*Provided information*:
________________________________________

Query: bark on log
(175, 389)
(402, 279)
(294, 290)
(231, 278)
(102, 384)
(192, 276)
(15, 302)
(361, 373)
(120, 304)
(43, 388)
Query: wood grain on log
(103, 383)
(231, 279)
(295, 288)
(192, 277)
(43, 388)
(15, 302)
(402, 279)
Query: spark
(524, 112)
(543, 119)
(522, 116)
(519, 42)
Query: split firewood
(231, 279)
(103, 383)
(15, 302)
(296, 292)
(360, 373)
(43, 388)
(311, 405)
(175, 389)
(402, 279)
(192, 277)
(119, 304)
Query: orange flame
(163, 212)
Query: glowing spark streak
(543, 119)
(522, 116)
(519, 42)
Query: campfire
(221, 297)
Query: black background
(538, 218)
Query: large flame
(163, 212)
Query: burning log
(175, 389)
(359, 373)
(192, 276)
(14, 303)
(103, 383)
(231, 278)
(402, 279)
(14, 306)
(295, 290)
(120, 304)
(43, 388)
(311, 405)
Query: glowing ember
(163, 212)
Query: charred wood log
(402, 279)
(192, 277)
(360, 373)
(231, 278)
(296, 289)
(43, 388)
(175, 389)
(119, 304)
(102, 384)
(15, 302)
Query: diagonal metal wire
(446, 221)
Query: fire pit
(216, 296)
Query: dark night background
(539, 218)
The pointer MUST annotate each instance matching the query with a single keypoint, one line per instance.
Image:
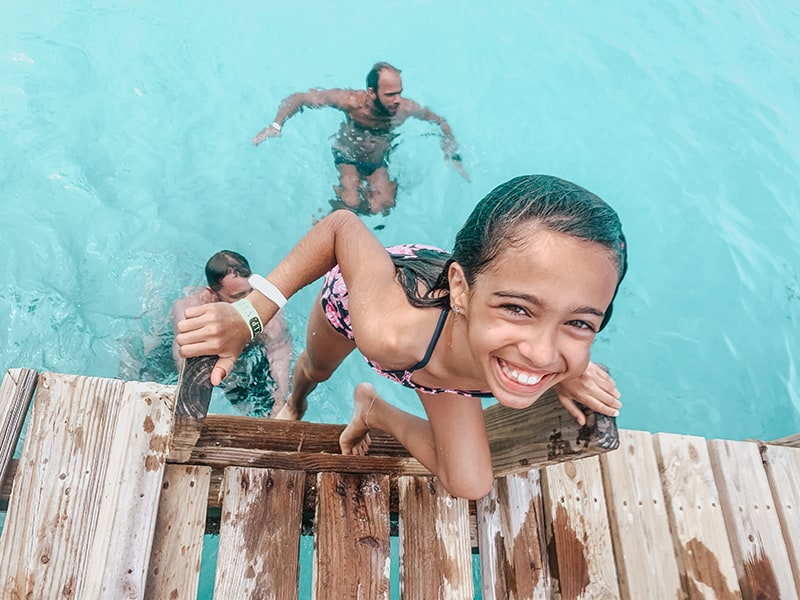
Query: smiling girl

________________________________________

*Stated problem*: Copy out the entire listing above word for word, from the first line to the last, leaving out the picture.

*Right answer*:
Query: bark on log
(175, 389)
(402, 279)
(294, 290)
(231, 278)
(102, 384)
(192, 276)
(15, 302)
(361, 373)
(120, 304)
(43, 388)
Query: wood grain on log
(103, 383)
(231, 279)
(295, 288)
(192, 277)
(43, 388)
(15, 302)
(402, 279)
Query: spark
(524, 112)
(543, 119)
(522, 116)
(519, 42)
Query: split firewood
(231, 279)
(103, 383)
(15, 302)
(296, 292)
(360, 373)
(43, 388)
(311, 405)
(175, 389)
(402, 279)
(192, 277)
(119, 304)
Query: orange flame
(163, 212)
Query: glowing spark streak
(543, 119)
(522, 116)
(519, 42)
Query: campfire
(221, 297)
Query: black background
(538, 218)
Query: large flame
(163, 212)
Query: burning log
(175, 389)
(359, 373)
(192, 276)
(14, 303)
(103, 383)
(231, 278)
(402, 279)
(14, 306)
(295, 290)
(120, 304)
(43, 388)
(311, 405)
Query: glowing ember
(163, 212)
Query: charred wood log
(402, 279)
(192, 277)
(360, 373)
(231, 278)
(296, 289)
(43, 388)
(175, 389)
(119, 304)
(102, 384)
(15, 302)
Query: diagonal metal wire
(446, 221)
Query: fire pit
(216, 296)
Query: dark night background
(539, 218)
The pointer MUST annotate each instance matching the query with a single keypoint, one line per instance.
Image:
Query: smiling girl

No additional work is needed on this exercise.